## Excerpt

>> Begin

Person-centered environments with permanently-assigned, cross-trained staff working in teams to serve small groups of residents naturally enable caregivers to know the elder’s needs and desires well.
But staff’s capacity to contribute becomes much higher when they also are taught critical thinking skills … how to analyze, develop good judgement, and make decisions, says Norton.
For instance, CNAs know to inform the nurse when something doesn’t seem right. But what if the nurse fails to follow up after being told?
Rather than letting the matter drop or complaining to peers that “I told the nurse but nothing was done,”a CNA trained in critical thinking understands it’s important to follow up to ensure the nurse got the message.
“A sense of responsibility grows along with a more integrated understanding about how to serve the resident, and thoughts and actions toward her become more accurate,” says Norton.
As information is shared, the whole work team gains a deeper understanding and capability. They think through challenges as they arise, day or night, “determining whether to take the initiative and deal with it in the moment, or knowing when they shouldn’t take the initiative and call in resources from outside their team,” says Norton.
“It bubbles up in different ways in how life is lived and the sense of empowerment that residents and staff have … to live life on their own terms,” says Lindsey. That and a CMS Five-Star rating has come from growing critical thinking skills at Garden Spot Village, he concludes.

>> End

## Stated task A
How many lines in the listing contain the word "dresser"? Give only the number.
The listing that comes next has no connection to the excerpt on critical thinking for care staff.

## Entries from a point annotation collection
>> Begin

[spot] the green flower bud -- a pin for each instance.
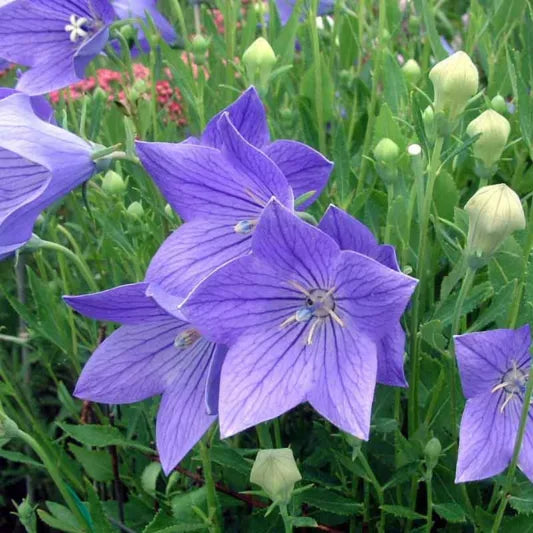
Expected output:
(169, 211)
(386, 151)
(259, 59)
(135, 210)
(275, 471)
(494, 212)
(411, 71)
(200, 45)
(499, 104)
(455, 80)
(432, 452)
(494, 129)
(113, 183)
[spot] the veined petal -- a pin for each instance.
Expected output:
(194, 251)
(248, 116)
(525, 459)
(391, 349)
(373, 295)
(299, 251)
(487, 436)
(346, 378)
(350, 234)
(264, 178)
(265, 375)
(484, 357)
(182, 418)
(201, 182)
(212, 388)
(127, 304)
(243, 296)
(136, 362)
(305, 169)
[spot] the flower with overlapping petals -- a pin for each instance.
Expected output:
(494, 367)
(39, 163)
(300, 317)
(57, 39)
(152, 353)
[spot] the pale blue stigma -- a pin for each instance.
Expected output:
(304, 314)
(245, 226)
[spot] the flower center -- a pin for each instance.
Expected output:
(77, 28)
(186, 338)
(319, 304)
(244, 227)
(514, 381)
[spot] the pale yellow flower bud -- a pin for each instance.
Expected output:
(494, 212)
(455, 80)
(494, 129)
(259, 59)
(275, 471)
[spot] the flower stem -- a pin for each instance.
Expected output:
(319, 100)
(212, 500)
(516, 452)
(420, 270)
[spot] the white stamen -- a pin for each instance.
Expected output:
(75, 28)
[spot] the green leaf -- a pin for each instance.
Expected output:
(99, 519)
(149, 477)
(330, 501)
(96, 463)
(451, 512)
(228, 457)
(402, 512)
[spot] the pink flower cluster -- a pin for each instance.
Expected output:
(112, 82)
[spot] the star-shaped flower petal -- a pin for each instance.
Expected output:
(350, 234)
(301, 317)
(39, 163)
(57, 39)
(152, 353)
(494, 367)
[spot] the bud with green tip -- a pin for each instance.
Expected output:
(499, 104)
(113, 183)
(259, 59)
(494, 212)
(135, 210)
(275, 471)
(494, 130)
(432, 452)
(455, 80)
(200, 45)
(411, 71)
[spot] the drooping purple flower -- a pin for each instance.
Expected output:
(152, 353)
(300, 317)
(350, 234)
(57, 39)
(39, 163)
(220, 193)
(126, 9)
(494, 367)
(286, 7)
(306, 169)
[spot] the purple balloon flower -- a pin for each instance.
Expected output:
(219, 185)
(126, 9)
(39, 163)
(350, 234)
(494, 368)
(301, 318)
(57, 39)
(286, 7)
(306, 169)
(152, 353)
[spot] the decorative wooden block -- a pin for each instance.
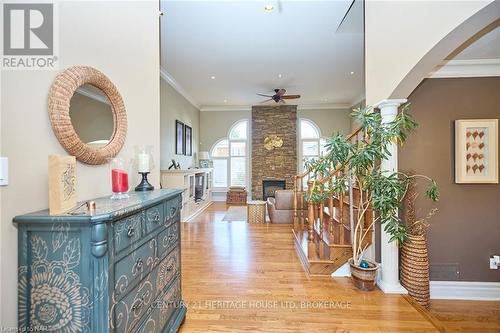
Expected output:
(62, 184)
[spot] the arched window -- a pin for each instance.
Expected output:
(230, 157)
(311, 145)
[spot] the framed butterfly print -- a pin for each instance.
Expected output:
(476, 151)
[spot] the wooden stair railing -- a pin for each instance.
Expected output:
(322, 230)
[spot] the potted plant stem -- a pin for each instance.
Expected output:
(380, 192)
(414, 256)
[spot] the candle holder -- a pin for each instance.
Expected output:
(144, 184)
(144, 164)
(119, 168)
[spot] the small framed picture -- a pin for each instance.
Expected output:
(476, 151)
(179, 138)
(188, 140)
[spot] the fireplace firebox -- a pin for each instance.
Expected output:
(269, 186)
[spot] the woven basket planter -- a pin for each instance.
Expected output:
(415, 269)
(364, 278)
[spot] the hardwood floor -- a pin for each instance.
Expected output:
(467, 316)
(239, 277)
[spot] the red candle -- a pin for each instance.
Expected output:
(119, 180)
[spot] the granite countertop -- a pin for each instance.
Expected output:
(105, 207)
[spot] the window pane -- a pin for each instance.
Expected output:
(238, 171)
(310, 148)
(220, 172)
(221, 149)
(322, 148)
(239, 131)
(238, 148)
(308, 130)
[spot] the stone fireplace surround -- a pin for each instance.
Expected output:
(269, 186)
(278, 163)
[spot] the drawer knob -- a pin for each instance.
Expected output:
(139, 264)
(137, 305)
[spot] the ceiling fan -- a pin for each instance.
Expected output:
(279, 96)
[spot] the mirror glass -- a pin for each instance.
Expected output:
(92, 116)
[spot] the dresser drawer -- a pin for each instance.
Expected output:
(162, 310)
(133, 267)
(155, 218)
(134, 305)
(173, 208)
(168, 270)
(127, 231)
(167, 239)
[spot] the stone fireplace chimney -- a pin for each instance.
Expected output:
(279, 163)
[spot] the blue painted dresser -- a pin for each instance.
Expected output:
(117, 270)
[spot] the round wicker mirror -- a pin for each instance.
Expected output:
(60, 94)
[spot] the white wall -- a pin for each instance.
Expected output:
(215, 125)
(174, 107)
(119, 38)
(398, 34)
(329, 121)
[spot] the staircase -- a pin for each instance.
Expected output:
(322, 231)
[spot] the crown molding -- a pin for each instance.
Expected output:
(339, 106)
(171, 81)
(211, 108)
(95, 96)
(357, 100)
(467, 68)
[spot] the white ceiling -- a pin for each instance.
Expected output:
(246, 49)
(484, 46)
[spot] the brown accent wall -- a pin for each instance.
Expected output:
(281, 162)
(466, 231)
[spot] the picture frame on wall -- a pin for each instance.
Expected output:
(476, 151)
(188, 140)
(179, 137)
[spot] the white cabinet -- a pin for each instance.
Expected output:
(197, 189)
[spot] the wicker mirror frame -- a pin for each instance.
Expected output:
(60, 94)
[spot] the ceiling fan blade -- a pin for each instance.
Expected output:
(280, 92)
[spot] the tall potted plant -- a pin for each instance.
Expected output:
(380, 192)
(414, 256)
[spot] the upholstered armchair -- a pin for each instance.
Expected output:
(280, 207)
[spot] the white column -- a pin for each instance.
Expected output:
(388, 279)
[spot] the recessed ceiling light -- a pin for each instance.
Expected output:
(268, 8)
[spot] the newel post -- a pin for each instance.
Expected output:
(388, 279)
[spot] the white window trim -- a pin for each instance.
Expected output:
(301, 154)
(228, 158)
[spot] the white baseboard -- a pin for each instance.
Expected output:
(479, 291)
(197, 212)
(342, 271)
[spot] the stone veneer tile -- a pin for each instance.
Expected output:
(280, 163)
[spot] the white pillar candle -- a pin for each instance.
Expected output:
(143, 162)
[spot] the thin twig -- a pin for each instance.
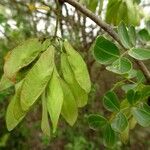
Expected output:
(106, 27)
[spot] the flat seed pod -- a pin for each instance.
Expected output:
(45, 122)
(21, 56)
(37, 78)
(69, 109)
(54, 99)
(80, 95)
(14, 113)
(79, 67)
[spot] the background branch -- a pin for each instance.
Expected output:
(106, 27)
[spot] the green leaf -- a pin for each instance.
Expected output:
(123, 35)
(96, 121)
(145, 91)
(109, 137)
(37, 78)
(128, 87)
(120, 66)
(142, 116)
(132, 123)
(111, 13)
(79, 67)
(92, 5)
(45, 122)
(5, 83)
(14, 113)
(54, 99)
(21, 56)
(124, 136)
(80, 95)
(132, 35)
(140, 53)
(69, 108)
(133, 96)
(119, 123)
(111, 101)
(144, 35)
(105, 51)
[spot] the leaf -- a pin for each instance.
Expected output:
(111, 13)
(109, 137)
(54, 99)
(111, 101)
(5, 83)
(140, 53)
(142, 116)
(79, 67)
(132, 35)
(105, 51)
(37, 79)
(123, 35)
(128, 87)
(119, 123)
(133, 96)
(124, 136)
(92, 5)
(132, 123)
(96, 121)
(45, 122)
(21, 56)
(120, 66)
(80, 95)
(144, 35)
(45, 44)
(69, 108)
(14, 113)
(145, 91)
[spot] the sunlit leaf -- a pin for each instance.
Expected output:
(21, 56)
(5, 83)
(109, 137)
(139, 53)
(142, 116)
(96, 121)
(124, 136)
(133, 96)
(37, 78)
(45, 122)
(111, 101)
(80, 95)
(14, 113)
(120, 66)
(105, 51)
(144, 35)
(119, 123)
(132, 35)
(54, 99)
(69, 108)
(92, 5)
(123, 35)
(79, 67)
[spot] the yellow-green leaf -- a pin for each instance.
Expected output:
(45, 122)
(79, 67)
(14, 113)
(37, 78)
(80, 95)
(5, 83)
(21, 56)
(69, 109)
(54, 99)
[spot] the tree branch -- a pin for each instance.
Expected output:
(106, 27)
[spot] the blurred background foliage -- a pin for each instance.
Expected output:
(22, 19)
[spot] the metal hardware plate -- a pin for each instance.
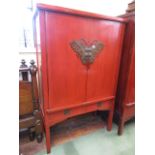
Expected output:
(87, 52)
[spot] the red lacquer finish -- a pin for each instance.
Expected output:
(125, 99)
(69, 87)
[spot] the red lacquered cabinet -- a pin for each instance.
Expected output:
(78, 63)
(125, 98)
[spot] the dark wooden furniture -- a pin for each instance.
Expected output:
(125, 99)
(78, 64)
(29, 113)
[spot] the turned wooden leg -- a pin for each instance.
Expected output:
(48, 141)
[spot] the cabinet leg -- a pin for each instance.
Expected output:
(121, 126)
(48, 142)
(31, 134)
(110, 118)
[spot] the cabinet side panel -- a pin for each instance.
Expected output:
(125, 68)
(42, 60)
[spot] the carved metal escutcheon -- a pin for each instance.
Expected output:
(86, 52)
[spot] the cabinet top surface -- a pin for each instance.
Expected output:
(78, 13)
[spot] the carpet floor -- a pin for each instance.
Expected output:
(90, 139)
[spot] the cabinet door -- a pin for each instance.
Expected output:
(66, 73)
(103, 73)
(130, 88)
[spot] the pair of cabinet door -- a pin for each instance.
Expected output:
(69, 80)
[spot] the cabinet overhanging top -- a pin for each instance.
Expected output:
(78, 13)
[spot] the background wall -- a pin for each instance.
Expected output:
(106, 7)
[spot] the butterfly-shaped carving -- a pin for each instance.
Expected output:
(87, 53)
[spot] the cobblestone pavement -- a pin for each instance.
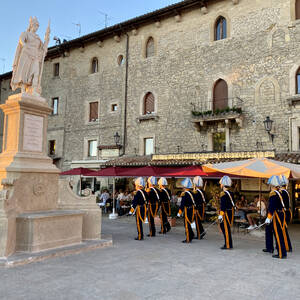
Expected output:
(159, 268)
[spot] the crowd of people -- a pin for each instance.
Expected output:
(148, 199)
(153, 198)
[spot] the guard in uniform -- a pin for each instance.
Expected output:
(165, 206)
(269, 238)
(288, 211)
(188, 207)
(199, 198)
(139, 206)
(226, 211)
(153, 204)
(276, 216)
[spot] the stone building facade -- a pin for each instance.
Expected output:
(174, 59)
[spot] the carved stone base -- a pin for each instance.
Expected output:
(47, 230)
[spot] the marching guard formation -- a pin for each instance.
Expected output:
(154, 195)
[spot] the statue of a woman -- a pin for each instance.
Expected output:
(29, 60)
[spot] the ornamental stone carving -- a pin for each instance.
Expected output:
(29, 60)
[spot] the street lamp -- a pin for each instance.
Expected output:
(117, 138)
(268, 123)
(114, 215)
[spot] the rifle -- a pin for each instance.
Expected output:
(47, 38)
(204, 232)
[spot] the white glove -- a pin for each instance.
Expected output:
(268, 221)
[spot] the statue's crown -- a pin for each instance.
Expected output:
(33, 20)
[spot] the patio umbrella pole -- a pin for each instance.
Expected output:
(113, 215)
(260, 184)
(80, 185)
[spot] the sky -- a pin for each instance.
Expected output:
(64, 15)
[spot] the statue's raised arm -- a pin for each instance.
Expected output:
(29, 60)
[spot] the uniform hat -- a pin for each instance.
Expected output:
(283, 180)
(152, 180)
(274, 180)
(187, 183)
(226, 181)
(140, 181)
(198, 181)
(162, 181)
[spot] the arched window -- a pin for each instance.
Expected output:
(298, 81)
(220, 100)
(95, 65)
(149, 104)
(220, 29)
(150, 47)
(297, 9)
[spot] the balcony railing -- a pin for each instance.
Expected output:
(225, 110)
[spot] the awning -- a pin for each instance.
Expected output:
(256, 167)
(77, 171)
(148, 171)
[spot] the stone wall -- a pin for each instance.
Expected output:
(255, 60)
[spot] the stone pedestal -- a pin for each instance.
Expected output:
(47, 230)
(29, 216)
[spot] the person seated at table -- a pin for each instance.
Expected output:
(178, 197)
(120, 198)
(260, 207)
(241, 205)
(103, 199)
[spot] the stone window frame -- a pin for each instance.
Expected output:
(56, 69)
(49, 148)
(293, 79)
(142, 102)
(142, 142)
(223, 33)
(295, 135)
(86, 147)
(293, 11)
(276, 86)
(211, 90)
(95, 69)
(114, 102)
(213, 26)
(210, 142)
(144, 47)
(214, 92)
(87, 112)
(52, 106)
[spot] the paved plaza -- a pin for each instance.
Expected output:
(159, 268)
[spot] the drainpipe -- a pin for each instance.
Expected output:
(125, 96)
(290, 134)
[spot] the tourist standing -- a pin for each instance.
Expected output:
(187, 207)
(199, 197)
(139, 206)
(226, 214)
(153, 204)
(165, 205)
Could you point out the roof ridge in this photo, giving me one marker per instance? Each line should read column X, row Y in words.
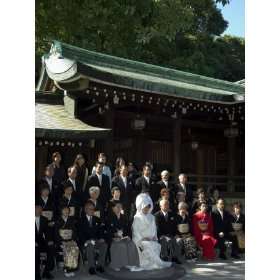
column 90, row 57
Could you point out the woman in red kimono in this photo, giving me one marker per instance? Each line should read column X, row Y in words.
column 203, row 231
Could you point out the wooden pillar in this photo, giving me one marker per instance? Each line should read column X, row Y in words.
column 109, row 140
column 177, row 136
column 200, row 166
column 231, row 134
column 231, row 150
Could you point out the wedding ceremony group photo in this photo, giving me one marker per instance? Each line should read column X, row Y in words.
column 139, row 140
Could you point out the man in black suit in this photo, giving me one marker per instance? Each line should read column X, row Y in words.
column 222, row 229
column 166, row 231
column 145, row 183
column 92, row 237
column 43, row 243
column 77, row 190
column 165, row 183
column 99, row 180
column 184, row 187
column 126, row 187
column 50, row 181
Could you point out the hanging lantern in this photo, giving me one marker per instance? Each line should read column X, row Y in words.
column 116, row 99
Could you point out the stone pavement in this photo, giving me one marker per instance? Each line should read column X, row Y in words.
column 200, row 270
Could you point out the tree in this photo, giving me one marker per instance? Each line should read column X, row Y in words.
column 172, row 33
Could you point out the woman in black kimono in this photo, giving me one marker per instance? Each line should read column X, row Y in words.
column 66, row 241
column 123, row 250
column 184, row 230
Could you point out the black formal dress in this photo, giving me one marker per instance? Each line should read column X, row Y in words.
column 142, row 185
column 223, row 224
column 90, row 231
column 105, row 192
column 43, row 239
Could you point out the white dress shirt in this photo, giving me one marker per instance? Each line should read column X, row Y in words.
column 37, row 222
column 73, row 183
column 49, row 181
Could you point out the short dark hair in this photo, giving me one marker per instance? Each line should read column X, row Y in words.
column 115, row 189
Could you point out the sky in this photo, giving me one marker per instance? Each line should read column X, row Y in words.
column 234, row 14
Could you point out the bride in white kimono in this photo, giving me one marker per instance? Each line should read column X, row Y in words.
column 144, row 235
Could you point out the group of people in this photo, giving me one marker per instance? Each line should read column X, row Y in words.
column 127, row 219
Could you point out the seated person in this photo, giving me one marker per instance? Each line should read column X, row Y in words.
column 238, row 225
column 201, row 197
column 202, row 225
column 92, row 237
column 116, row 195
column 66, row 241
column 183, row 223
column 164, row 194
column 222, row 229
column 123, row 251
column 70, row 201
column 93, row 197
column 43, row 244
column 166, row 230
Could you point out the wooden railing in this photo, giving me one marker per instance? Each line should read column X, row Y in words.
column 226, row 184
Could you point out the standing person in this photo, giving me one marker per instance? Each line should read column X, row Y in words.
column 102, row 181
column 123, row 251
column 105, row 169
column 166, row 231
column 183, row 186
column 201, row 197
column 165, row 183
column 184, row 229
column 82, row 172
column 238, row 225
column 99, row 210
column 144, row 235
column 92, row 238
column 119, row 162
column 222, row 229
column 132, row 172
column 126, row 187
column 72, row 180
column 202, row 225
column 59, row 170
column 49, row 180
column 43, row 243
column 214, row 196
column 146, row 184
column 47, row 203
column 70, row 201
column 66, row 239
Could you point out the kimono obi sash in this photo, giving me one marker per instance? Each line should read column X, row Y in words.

>> End

## Stated task B
Echo the excerpt on critical thinking for care staff word for word. Begin at the words "As information is" and stop after "Village, he concludes.".

## Correct response A
2

## Correct response B
As information is shared, the whole work team gains a deeper understanding and capability. They think through challenges as they arise, day or night, “determining whether to take the initiative and deal with it in the moment, or knowing when they shouldn’t take the initiative and call in resources from outside their team,” says Norton.
“It bubbles up in different ways in how life is lived and the sense of empowerment that residents and staff have … to live life on their own terms,” says Lindsey. That and a CMS Five-Star rating has come from growing critical thinking skills at Garden Spot Village, he concludes.